**Work order:** All records given below must be printed word for word.

** Opening Data for this task block **

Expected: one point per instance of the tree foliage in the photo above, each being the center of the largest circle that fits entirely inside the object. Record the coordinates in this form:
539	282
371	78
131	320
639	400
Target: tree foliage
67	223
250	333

** Closing Data for this task block **

**Answer to this task:**
Expected: one point per instance of the tree foliage in the photo above, each being the center of the largest circle that fits entirely inside the object. Record the coordinates in this form:
539	282
371	78
131	320
639	400
Target: tree foliage
67	223
250	333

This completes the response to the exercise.